#### 文書

いつもながら支那の内情を鋭く分析する宮崎正弘さんの解説に惹かれながら、これから私たちはどう考え行動すべきなのか、つい繰り返し想いふけてしまう。
政敵を野放しにすることは独裁政権にはタブーである。
歴史的にも独裁者の移行が繰り返され、天下泰平とは無縁の支那大陸。日本人同士の紛争には「話の落としどころ」があり、第三者を仲介にして「示談」するという島国特有の知恵と習性があるが、大陸にはそうしたものはなく徹底的に敵を駆逐し、権力の座においては前任者をすべて否定し殺戮と破壊が尽くされる。中国国民党が王朝を崩壊させた後、兵士らが西太后の墓をこじ開け亡骸をさらして歓喜する姿は、私たちには理解できない。これが海洋国家の農耕民族と大陸国家の騎馬民族との決定的な違いではないか。
大陸と接し半島の根っこに存在する北朝鮮も同様だ。側近のファミリーであっても政敵と断じれば容赦なく見せしめ処刑にする。
やがてこうした体制は崩壊するのだが、その後においても新たな権力者による独裁的統治が繰り返されてきた。中国共産党が崩壊したとき、やはり毛沢東の墓はこじ開けられ亡骸を晒されることになるだろう。それがわかる鄧小平は家族に、「私が死んだら亡骸を残さず海に散骨しろ。やがて共産党が崩壊したとき、民衆は私の墓をこじ開けて屍を踏みつけつばを吐きかけるだろう。私の亡骸は残すな」と言い残し、家族はそれに従って海に散骨した。
支那と北朝鮮は崩壊間近だが、それは制度疲労に絶えられなくなったというだけのことであり、その地域は形を変えながらもまた新たな統治者に変わるだけだ。中共や北朝鮮が崩壊しても、日本にその脅威がなくなるわけではなく、また新たな緊張が生まれ油断できない隣人関係は続く。「和」をもって接してもそれが通じない地域であることは変わらない。だが日本は、こうした状況のなかで安倍政権であることが唯一の救いだ。
「宮崎正弘の国際ニュース・早読み」
平成25(2013)年12月18日通巻第4090号 を転載
習近平、「石油派」への取り調べで黒幕の周永康へ王手
「拘束、逮捕」は小物から大物へ、中南海の権力闘争は新段階
薄煕来の取り調べ、拘束、起訴、そして無期懲役の政治劇の進行により、幕は下ろされた筈だった。しかし燻り続ける中南海の暗闘は引き続き習近平の反対陣営にメスが入る。
政敵を野放しにすることは独裁政権にはタブーである。
習政権は李克強率いる団派(共産主義青年団)との確執を宿命としながらも、習の背後に控える上海派とその黒幕である江沢民を巻き込んでとの対決構造と見られてきたが、反腐敗キャンペーンを嵩にきて、石油派への本格的な摘発は最後の牙城、周永康を自宅軟禁においたことで新段階を迎えた。

########
#### データ部分

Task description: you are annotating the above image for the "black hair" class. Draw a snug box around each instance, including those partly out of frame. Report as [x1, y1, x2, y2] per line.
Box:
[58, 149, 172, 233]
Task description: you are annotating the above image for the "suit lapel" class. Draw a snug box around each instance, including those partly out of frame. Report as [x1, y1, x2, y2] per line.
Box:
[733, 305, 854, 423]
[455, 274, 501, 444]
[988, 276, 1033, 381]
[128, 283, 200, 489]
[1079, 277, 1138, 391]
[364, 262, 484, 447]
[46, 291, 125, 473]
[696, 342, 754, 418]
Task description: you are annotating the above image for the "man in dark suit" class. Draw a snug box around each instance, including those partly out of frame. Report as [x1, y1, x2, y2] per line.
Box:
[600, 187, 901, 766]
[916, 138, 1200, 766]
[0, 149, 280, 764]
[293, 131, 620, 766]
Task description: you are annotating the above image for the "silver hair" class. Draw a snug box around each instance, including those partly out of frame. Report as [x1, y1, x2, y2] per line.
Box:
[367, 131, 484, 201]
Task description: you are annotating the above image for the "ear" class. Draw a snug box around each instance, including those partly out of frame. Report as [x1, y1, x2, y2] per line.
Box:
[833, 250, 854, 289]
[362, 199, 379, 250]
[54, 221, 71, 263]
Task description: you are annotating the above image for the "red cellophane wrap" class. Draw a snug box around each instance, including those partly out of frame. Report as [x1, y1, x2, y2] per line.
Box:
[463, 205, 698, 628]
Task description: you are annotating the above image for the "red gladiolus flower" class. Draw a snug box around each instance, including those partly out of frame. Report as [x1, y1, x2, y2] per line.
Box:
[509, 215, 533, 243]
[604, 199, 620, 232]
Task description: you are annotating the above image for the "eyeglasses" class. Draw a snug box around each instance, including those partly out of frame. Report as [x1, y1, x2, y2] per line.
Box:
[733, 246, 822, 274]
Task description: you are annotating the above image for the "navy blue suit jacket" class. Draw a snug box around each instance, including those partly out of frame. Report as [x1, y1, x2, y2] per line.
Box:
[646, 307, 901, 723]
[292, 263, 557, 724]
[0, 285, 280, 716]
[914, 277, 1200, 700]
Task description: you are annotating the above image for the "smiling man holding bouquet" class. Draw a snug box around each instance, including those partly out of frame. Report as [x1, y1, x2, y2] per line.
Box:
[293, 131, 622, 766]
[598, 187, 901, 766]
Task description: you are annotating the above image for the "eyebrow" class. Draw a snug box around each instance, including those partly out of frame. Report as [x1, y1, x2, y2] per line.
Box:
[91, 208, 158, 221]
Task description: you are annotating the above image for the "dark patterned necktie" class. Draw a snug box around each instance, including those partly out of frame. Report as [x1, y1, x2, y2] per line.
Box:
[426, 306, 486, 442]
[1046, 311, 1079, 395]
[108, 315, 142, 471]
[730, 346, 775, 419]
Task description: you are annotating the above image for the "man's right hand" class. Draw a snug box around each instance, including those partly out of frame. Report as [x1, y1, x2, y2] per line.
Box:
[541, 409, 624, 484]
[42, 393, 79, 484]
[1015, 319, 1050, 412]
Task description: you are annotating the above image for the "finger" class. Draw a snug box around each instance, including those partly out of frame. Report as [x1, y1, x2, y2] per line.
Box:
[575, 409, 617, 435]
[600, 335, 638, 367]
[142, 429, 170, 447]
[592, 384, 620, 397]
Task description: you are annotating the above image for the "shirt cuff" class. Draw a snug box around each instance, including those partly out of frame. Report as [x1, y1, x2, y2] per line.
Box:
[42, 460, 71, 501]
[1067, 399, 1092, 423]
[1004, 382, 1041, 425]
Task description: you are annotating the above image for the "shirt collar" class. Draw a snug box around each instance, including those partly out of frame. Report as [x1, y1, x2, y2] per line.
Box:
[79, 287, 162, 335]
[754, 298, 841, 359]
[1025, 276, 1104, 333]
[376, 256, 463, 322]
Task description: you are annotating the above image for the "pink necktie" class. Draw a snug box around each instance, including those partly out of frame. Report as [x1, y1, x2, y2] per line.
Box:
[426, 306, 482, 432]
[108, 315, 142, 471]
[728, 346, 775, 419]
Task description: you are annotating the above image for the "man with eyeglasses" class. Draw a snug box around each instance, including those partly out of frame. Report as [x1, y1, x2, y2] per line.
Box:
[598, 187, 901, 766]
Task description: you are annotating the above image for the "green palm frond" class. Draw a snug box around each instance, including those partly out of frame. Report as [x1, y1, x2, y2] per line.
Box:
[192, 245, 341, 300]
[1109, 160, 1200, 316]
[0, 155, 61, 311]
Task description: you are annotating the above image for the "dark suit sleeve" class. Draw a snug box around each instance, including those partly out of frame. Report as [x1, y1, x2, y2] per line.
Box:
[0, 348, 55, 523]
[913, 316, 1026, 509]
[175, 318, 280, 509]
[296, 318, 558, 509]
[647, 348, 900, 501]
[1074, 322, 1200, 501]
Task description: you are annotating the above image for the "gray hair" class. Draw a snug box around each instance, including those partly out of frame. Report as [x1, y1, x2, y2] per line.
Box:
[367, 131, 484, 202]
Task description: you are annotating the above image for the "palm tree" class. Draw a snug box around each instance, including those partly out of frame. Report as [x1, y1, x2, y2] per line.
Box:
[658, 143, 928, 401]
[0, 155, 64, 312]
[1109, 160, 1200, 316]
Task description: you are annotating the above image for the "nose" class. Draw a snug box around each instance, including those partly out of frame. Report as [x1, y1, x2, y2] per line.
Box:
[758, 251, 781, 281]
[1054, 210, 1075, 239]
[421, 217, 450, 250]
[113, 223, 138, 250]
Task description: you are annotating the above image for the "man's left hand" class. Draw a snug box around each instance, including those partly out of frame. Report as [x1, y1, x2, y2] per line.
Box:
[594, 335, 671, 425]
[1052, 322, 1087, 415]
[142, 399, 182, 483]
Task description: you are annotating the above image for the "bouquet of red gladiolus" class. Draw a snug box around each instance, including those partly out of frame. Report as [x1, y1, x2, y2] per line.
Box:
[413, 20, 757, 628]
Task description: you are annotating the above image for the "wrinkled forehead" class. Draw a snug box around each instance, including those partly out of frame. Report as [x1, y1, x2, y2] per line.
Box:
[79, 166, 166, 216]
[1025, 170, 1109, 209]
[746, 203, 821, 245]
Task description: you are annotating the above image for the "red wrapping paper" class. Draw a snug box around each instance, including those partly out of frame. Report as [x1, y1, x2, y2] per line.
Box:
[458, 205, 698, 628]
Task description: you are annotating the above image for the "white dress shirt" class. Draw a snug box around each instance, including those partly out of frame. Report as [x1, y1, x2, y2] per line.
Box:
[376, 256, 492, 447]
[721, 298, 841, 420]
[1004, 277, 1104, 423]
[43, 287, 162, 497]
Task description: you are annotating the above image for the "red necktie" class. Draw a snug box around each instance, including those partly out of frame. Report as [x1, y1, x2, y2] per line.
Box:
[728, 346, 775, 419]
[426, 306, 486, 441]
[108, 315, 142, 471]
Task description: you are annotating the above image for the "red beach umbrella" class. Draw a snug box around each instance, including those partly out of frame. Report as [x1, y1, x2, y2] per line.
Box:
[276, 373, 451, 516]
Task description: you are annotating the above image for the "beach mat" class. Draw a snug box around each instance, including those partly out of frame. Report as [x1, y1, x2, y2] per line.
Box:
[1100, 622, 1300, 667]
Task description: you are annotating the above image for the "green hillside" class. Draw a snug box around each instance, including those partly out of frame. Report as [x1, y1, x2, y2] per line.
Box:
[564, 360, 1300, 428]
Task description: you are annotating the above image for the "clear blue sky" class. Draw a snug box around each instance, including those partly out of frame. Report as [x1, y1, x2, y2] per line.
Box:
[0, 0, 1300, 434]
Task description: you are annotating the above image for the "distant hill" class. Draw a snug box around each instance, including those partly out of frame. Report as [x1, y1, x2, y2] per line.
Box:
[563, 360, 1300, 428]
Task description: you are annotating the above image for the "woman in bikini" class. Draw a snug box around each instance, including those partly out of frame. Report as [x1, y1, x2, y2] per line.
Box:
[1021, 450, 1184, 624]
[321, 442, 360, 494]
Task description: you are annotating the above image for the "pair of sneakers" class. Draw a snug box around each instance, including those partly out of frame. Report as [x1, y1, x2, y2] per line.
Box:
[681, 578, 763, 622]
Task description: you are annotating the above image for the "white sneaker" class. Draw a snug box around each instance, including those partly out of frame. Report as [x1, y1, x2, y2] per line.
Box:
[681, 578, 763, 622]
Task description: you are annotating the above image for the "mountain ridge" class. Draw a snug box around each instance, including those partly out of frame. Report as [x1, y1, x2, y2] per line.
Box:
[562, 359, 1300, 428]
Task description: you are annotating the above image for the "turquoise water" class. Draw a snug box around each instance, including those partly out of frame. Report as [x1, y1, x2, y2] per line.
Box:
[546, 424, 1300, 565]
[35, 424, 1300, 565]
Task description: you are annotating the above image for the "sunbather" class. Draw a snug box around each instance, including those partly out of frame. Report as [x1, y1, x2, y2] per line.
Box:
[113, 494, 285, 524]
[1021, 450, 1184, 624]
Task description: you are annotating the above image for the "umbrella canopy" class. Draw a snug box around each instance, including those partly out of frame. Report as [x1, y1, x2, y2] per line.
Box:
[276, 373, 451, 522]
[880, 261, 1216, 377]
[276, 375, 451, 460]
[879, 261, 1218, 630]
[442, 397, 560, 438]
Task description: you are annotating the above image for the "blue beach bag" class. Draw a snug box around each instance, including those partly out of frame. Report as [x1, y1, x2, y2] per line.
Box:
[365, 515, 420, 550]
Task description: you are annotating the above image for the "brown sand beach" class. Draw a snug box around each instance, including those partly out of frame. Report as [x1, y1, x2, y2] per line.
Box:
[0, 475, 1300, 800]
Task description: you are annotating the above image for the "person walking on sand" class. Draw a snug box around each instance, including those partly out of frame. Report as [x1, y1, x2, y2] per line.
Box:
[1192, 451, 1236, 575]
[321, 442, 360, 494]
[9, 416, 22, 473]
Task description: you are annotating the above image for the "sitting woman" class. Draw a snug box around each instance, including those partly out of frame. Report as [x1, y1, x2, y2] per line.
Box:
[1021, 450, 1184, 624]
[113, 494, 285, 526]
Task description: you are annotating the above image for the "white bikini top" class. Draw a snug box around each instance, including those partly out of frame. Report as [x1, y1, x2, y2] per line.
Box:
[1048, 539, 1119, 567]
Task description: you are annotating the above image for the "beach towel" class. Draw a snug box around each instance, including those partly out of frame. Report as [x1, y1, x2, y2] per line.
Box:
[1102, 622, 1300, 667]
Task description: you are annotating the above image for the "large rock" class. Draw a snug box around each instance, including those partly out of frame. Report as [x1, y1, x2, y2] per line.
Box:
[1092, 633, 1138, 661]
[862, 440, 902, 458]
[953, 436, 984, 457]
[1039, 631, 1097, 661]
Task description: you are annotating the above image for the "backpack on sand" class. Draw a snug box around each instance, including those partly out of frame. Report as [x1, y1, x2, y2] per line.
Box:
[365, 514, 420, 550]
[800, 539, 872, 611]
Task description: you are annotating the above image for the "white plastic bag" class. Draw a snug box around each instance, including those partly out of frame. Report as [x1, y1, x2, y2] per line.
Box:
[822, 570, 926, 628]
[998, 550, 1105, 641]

########

課題の目的 A → 文書によれば、鄧小平は自分の亡骸をどうするよう家族に言い残したか。
課題の目的 B → 文書のうち「歴史的にも独裁者の移行が繰り」から「近平の反対陣営にメスが入る。」に至るまでの部分を、一字も変えずに書き写すこと。

完全な解答 A → 亡骸を残さず海に散骨するよう言い残した。

完全な解答 B →
歴史的にも独裁者の移行が繰り返され、天下泰平とは無縁の支那大陸。日本人同士の紛争には「話の落としどころ」があり、第三者を仲介にして「示談」するという島国特有の知恵と習性があるが、大陸にはそうしたものはなく徹底的に敵を駆逐し、権力の座においては前任者をすべて否定し殺戮と破壊が尽くされる。中国国民党が王朝を崩壊させた後、兵士らが西太后の墓をこじ開け亡骸をさらして歓喜する姿は、私たちには理解できない。これが海洋国家の農耕民族と大陸国家の騎馬民族との決定的な違いではないか。
大陸と接し半島の根っこに存在する北朝鮮も同様だ。側近のファミリーであっても政敵と断じれば容赦なく見せしめ処刑にする。
やがてこうした体制は崩壊するのだが、その後においても新たな権力者による独裁的統治が繰り返されてきた。中国共産党が崩壊したとき、やはり毛沢東の墓はこじ開けられ亡骸を晒されることになるだろう。それがわかる鄧小平は家族に、「私が死んだら亡骸を残さず海に散骨しろ。やがて共産党が崩壊したとき、民衆は私の墓をこじ開けて屍を踏みつけつばを吐きかけるだろう。私の亡骸は残すな」と言い残し、家族はそれに従って海に散骨した。
支那と北朝鮮は崩壊間近だが、それは制度疲労に絶えられなくなったというだけのことであり、その地域は形を変えながらもまた新たな統治者に変わるだけだ。中共や北朝鮮が崩壊しても、日本にその脅威がなくなるわけではなく、また新たな緊張が生まれ油断できない隣人関係は続く。「和」をもって接してもそれが通じない地域であることは変わらない。だが日本は、こうした状況のなかで安倍政権であることが唯一の救いだ。
「宮崎正弘の国際ニュース・早読み」
平成25(2013)年12月18日通巻第4090号 を転載
習近平、「石油派」への取り調べで黒幕の周永康へ王手
「拘束、逮捕」は小物から大物へ、中南海の権力闘争は新段階
薄煕来の取り調べ、拘束、起訴、そして無期懲役の政治劇の進行により、幕は下ろされた筈だった。しかし燻り続ける中南海の暗闘は引き続き習近平の反対陣営にメスが入る。